-------- Page excerpt
By endorsing iPlanet Application Server as its platform of choice, Sun Microsystems presents a new challenge for competitors and enhances the iPlanet Application Server’s market prospects.


Event

On 23 October 2001, Sun announced that it will bundle iPlanet AS with its Solaris 8 operating system (OS). Sun will provide only development licenses, however; production deployment will continue to carry costs.

First Take

Sun's plan makes iPlanet AS its default Java 2 Enterprise Edition (J2EE) platform and challenges the ability of other J2EE platform vendors (including leaders BEA Systems and IBM) to grow in the strategically important Solaris market. BEA and IBM depend on Solaris servers as the primary hardware for volume sales of their J2EE application servers (WebLogic and WebSphere, respectively). Sun's announcement will likely increase iPlanet's share of this market by the end of 2002 at the expense of the other vendors. In response, most iPlanet competitors will likely increase their commitments to alternative platforms (i.e., Windows, HP-UX, AIX and Linux).
----------------
> _Exercise brief_
Reproduce word for word the stretch of the iPlanet Application Server excerpt above from "By endorsing iPlanet" through "to carry costs.".
-------- Material
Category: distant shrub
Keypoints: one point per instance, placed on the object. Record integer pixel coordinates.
----------------
> _Written solution_
By endorsing iPlanet Application Server as its platform of choice, Sun Microsystems presents a new challenge for competitors and enhances the iPlanet Application Server’s market prospects.


Event

On 23 October 2001, Sun announced that it will bundle iPlanet AS with its Solaris 8 operating system (OS). Sun will provide only development licenses, however; production deployment will continue to carry costs.